WORK INSTRUCTIONS: Here is a listing. Reproduce it exactly.
# # # #
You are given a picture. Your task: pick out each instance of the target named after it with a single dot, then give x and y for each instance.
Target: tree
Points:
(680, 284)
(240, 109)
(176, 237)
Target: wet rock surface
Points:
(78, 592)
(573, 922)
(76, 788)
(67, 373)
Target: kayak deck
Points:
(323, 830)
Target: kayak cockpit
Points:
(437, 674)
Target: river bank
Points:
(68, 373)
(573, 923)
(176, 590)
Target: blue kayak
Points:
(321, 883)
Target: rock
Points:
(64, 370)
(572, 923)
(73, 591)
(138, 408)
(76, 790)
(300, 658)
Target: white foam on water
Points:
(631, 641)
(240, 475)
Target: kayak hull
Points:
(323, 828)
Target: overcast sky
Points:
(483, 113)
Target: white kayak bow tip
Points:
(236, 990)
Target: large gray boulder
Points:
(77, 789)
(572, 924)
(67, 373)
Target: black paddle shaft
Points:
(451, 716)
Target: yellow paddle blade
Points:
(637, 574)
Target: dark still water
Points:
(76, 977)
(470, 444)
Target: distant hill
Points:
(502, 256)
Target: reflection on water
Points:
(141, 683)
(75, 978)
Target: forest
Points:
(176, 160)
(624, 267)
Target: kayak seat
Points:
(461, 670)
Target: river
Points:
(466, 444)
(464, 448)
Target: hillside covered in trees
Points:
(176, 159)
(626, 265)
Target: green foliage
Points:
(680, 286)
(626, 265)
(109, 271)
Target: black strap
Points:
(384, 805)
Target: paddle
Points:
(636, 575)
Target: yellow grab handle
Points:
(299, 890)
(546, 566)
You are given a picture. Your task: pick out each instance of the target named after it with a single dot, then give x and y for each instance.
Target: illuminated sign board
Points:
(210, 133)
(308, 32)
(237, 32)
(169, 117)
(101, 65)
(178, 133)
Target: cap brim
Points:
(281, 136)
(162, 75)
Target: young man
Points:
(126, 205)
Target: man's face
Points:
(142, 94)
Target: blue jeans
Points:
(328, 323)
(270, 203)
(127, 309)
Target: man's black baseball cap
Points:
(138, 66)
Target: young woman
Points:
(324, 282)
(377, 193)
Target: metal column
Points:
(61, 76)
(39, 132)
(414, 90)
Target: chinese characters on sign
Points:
# # # #
OUTPUT OF THE EXERCISE:
You are given a picture. Your task: pick out each instance of the target named after it with a single dot, then give x and y for each instance.
Target: tree
Points:
(680, 284)
(240, 109)
(176, 237)
Target: wet rock surface
Points:
(78, 592)
(573, 922)
(76, 788)
(67, 373)
Target: kayak deck
Points:
(323, 830)
Target: kayak cockpit
Points:
(437, 674)
Target: river bank
Points:
(68, 373)
(573, 923)
(176, 590)
Target: blue kayak
Points:
(321, 883)
Target: rock
Points:
(64, 370)
(572, 923)
(73, 591)
(138, 408)
(76, 790)
(300, 658)
Target: white foam on water
Points:
(631, 641)
(240, 475)
Target: kayak hull
Points:
(323, 828)
Target: overcast sky
Points:
(483, 113)
Target: white kayak bow tip
Points:
(236, 990)
Target: large gray boulder
Points:
(77, 789)
(572, 924)
(67, 373)
Target: black paddle shaft
Points:
(451, 716)
Target: yellow paddle blade
Points:
(637, 574)
Target: dark still water
Points:
(76, 977)
(470, 444)
Target: distant hill
Points:
(502, 256)
Target: reflection on water
Points:
(141, 683)
(75, 978)
Target: forest
Points:
(176, 160)
(624, 267)
Target: kayak seat
Points:
(461, 670)
Target: river
Points:
(466, 444)
(464, 448)
Target: hillside covered in trees
Points:
(176, 159)
(626, 265)
Target: green foliage
Points:
(680, 286)
(626, 265)
(109, 271)
Target: black strap
Points:
(384, 805)
Target: paddle
Points:
(636, 575)
Target: yellow grab handle
Points:
(299, 890)
(546, 566)
You are given a picture. Your task: pick out each instance of the target named after it with a single dot, then give x and y for each instance.
Target: illuminated sign board
Points:
(210, 133)
(308, 32)
(237, 32)
(169, 117)
(101, 65)
(178, 133)
Target: cap brim
Points:
(281, 136)
(162, 75)
Target: young man
Points:
(126, 205)
Target: man's face
Points:
(142, 94)
Target: blue jeans
Points:
(328, 323)
(270, 203)
(127, 309)
Target: man's black baseball cap
Points:
(138, 66)
Target: young woman
Points:
(324, 282)
(377, 193)
Target: metal column
Points:
(61, 76)
(39, 132)
(414, 90)
Target: chinese characters on sign
Points:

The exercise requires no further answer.